Which lines in the rows below contain the string "door"? Copy out each of those lines.

-- Begin Input for this task --

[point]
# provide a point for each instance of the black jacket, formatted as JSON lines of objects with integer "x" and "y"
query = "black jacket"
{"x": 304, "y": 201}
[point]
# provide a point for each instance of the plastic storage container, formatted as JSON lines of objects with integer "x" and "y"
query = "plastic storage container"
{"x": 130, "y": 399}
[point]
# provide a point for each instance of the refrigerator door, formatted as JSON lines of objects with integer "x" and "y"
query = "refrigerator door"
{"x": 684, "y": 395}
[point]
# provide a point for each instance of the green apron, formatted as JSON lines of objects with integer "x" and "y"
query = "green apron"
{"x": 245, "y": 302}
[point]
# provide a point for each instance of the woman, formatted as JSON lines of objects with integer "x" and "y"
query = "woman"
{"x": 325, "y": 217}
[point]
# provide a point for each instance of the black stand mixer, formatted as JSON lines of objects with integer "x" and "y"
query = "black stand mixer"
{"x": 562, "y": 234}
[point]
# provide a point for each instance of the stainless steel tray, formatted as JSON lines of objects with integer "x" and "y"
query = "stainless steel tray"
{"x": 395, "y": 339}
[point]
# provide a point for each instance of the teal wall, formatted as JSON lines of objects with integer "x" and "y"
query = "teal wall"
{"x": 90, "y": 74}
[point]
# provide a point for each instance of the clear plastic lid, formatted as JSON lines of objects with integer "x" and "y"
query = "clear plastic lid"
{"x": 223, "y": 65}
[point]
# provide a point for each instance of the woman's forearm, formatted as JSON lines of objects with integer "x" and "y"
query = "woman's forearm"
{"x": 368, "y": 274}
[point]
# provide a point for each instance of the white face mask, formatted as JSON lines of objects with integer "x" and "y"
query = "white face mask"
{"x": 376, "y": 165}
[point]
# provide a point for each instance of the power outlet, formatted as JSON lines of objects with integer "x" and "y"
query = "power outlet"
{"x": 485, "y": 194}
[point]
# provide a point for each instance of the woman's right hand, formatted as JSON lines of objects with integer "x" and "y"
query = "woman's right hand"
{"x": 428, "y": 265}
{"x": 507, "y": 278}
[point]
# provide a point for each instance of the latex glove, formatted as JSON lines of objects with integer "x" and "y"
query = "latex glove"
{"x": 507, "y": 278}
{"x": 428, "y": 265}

-- End Input for this task --
-- Begin Input for this task --

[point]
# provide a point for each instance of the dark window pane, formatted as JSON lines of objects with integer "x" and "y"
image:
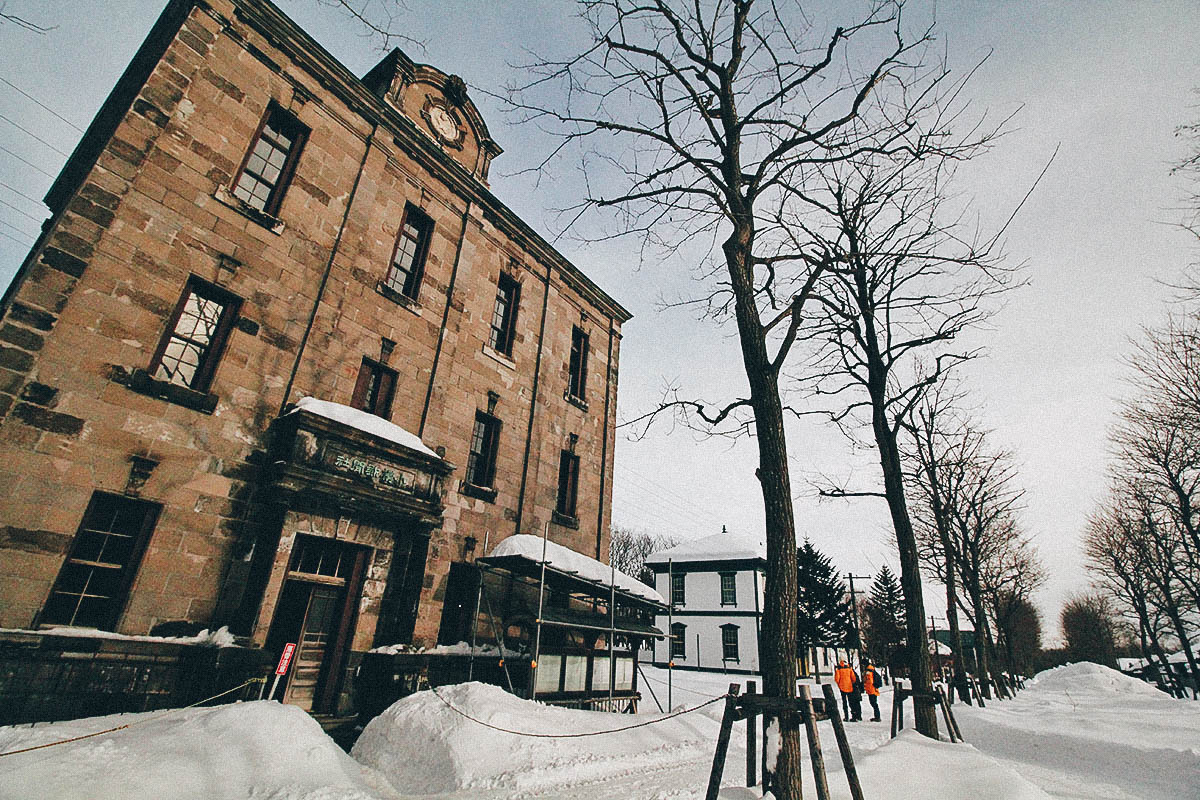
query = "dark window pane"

-- End Input for this task --

**Completed exercise:**
# provide a point for each instance of the refrigerator door, formatted as JSON lines of objects with integer "x" and "y"
query = "refrigerator door"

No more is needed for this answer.